• Document passage:
==*==

Senate GOP hits roadblocks in push to pass Trump's tax and spending bill by July 4
Top Senate Republicans are running into some resistance from several key senators about the details of President Donald Trump's 'big beautiful bill,' potentially complicating plans to deliver that package by their own July 4 deadline.
Hours after unveiling central tenets of the Senate GOP's measure, at least one GOP senator – conservative Sen. Ron Johnson of Wisconsin – said he is currently opposed to the bill, saying it doesn't do enough to control US spending. He added there's 'no way' the bill can be fixed in time to pass by July 4.
'Not by July 4th. No way. We haven't had the discussions we need,' Johnson said.
Two more GOP senators were noncommittal on the bill but raised issues with one major piece of it – a crackdown on the so-called provider tax that some states rely on to help fund their Medicaid programs. Those included Sens. Josh Hawley of Missouri and Susan Collins of Maine.

==*==

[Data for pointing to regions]

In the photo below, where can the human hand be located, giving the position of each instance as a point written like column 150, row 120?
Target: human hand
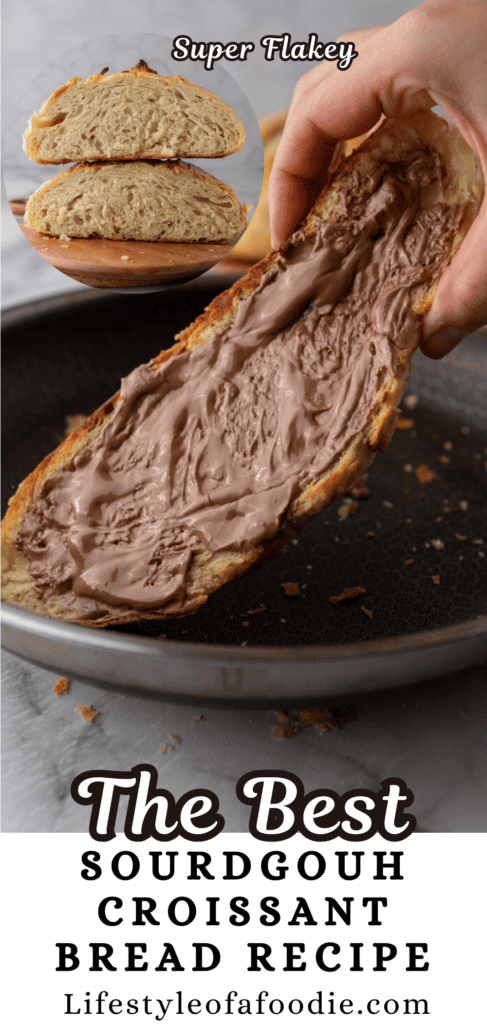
column 435, row 53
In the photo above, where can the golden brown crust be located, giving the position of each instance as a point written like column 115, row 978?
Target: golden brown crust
column 209, row 571
column 41, row 118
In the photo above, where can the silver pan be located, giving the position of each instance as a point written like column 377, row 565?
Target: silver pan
column 67, row 354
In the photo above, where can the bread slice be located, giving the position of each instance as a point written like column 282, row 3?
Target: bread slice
column 135, row 115
column 151, row 201
column 321, row 465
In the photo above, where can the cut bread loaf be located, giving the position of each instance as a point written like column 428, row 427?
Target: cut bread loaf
column 135, row 115
column 267, row 409
column 151, row 201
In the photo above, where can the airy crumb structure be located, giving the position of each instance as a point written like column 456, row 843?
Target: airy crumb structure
column 131, row 116
column 148, row 201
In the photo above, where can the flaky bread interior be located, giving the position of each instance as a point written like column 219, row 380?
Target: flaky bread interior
column 151, row 201
column 209, row 570
column 134, row 115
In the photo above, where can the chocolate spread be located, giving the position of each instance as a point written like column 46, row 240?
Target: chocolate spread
column 209, row 450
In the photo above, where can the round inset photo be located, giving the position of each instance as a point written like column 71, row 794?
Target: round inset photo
column 134, row 169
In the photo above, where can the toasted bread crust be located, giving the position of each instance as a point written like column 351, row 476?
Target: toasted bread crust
column 40, row 120
column 208, row 570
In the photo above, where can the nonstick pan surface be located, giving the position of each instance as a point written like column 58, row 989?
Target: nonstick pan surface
column 416, row 548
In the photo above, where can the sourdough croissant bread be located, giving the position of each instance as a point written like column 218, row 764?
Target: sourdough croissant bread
column 135, row 115
column 152, row 201
column 216, row 454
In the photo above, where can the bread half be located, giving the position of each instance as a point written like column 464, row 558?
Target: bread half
column 135, row 115
column 217, row 453
column 151, row 201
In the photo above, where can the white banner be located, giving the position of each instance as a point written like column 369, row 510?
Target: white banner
column 238, row 928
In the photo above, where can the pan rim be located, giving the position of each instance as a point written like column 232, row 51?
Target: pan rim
column 81, row 636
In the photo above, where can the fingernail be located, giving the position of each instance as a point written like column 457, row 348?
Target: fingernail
column 443, row 341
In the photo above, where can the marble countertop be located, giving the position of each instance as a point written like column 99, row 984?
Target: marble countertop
column 433, row 735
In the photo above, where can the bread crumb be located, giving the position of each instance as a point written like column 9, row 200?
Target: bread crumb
column 291, row 589
column 87, row 712
column 348, row 508
column 257, row 611
column 424, row 473
column 61, row 686
column 348, row 594
column 282, row 731
column 322, row 718
column 404, row 424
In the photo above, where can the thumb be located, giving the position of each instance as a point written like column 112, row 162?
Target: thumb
column 460, row 301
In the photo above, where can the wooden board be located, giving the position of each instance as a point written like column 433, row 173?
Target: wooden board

==*==

• Instructions:
**1)** Please repeat the Senate tax bill article word for word from "Two more GOP" up to and including "Collins of Maine.".
**2)** Write the next part of the Senate tax bill article, picking up after its final sentence.

• Responses:
**1)**
Two more GOP senators were noncommittal on the bill but raised issues with one major piece of it – a crackdown on the so-called provider tax that some states rely on to help fund their Medicaid programs. Those included Sens. Josh Hawley of Missouri and Susan Collins of Maine.

**2)**
Hawley said he was taken 'completely off-guard' by the change to the provider tax rate in the Senate version of Trump's bill.
'This is a major departure from the House framework. This took me totally by surprise,' Hawley told reporters after he stepped out of a meeting on the bill with his fellow Republican senators.
Collins confirmed to reporters that she also has problems with the provider tax, but declined to go into the details of the bill. Asked if she had been consulted throughout the process and had been listened to, she said: 'Sometimes yes and sometimes no.'
And it's not just those three: Sen. Rick Scott of Florida wouldn't say he is a yes, signaling he wants to see even more reforms to Medicaid. And Sen. Bill Cassidy of Louisiana, too, was noncommittal, saying, 'I'm still reading.'
The early reactions from those senators previews a tricky battle ahead for Senate Majority Leader John Thune, who can afford to lose only three GOP votes on Trump's final tax and spending bill. Thune and his leadership team must satisfy their hard-right members, like Johnson and Scott, without losing equally vocal Republicans like Hawley, who has vowed to tank any bill that cuts Medicaid benefits.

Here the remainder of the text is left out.